Stated exercise >> Repeat each line exactly, leaving nothing out.

The input >>
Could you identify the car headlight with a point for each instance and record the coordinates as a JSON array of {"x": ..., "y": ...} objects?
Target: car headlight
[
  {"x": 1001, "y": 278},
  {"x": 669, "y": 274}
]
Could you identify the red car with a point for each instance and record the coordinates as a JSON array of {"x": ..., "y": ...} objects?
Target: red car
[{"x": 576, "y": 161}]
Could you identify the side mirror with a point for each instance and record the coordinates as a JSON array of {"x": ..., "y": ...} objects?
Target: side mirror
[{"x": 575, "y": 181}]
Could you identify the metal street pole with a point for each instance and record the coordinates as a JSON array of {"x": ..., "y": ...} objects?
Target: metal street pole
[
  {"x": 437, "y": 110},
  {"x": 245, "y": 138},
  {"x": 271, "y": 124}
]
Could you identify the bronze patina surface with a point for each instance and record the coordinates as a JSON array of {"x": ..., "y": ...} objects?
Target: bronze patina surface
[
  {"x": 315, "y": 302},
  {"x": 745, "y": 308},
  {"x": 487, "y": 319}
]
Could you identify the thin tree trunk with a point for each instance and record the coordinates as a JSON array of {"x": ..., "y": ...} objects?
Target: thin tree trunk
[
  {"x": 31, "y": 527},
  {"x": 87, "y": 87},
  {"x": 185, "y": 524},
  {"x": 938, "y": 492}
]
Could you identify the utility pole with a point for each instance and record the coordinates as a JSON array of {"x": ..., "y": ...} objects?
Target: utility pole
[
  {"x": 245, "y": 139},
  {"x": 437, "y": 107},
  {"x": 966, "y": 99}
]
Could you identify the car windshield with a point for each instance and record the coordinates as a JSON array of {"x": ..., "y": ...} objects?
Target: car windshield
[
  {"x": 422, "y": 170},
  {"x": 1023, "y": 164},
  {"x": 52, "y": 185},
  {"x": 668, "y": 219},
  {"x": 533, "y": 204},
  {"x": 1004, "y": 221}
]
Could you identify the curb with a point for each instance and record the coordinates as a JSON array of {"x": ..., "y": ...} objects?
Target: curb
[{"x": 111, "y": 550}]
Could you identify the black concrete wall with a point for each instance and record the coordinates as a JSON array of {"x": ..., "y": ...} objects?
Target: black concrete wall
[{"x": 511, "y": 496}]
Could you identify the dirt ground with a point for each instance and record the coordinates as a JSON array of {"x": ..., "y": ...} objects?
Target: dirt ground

Output of the exercise >>
Could you identify the car headlight with a point for each instance and record the coordinates as a JSON array of {"x": ..., "y": ...} objects?
Target: car headlight
[
  {"x": 1001, "y": 278},
  {"x": 669, "y": 274}
]
Could you identify the red car with a point for each instance and record the coordinates as a JSON array of {"x": ..., "y": ...} objects?
Target: red car
[{"x": 576, "y": 161}]
Could you identify the side mirror with a point for each instance and record the coordinates as a JSON array of {"x": ..., "y": ...} objects?
Target: side mirror
[{"x": 575, "y": 181}]
Could you identify the metal street pole with a point for each instance and record the coordinates as a JSON array of {"x": ..., "y": ...} objects?
Target: metal street pole
[
  {"x": 437, "y": 110},
  {"x": 245, "y": 138},
  {"x": 271, "y": 124}
]
Could you identify the bronze patina surface with a point for each instance and record the coordinates as a JSON array of {"x": ..., "y": ...} objects?
Target: bronze patina surface
[
  {"x": 315, "y": 302},
  {"x": 745, "y": 308},
  {"x": 487, "y": 319}
]
Could you identify the thin tree trunk with a point for each instance and record the coordinates as a JSON array of {"x": ..., "y": ...} objects?
Target: thin tree trunk
[
  {"x": 31, "y": 527},
  {"x": 87, "y": 87},
  {"x": 185, "y": 524},
  {"x": 938, "y": 492}
]
Could you identify the utility pole with a point for each instance and record the coordinates as a JSON array of {"x": ..., "y": ...} objects?
Target: utility pole
[
  {"x": 245, "y": 139},
  {"x": 437, "y": 107},
  {"x": 966, "y": 99}
]
Could you identify the car windshield with a point for each instance and record the coordinates as a JSON array of {"x": ..., "y": ...} objects?
Target: car windshield
[
  {"x": 422, "y": 170},
  {"x": 1023, "y": 164},
  {"x": 52, "y": 185},
  {"x": 668, "y": 219},
  {"x": 533, "y": 204},
  {"x": 1004, "y": 221}
]
Could you identify the curb with a point for each instance and record the coordinates as a JSON array of {"x": ..., "y": ...} objects?
Target: curb
[{"x": 111, "y": 550}]
Could you identify the black concrete wall with a point for each instance and record the coordinates as a JSON array of {"x": ..., "y": ...} objects?
Target: black concrete wall
[{"x": 511, "y": 496}]
Could you identify the dirt ground with a point for each instance and record the coordinates as a JSON array of {"x": ..., "y": ...} objects?
Target: dirt ground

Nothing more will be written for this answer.